==== Task inputs ====
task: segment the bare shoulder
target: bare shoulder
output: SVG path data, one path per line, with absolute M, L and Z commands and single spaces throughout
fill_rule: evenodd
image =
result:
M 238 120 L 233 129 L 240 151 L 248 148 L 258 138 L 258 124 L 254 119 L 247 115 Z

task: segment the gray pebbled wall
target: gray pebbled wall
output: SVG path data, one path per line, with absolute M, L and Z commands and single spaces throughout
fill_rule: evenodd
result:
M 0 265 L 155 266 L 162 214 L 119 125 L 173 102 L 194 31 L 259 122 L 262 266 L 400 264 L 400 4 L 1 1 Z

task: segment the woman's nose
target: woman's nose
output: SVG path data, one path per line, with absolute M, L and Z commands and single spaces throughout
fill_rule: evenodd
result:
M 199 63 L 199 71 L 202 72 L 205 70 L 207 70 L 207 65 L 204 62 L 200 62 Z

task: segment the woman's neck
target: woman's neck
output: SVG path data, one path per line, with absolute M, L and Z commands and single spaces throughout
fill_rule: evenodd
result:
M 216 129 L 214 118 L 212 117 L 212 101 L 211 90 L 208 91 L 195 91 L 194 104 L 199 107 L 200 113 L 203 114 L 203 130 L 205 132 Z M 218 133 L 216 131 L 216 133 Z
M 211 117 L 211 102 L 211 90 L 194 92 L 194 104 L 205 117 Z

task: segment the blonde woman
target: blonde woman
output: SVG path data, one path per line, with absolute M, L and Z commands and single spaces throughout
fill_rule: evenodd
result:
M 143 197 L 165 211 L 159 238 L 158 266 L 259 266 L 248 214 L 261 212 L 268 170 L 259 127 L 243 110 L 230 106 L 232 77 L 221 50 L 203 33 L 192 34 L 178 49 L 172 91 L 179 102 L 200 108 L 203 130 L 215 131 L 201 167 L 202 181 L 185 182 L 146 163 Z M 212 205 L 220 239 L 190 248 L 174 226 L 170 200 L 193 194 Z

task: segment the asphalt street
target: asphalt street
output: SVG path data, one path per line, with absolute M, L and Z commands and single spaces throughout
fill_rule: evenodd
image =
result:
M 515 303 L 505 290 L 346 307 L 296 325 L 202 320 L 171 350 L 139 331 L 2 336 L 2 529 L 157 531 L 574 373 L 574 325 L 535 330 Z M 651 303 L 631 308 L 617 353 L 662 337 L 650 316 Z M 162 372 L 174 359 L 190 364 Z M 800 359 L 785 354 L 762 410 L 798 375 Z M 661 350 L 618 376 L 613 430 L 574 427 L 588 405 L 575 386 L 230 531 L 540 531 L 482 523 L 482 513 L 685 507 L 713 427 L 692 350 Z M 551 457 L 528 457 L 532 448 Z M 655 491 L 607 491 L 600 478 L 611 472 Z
====
→ Exercise requirements:
Begin at the top of the listing above and set down each line exactly. Stop after the line that contains "task: segment the gray pebbled wall".

→ Exercise result:
task: segment the bare shoulder
target: bare shoulder
output: SVG path data, one path per line, with absolute M, L and Z commands and single spaces throughout
fill_rule: evenodd
image =
result:
M 238 120 L 233 129 L 240 151 L 248 148 L 258 138 L 258 124 L 254 119 L 247 115 Z

task: segment the gray pebbled wall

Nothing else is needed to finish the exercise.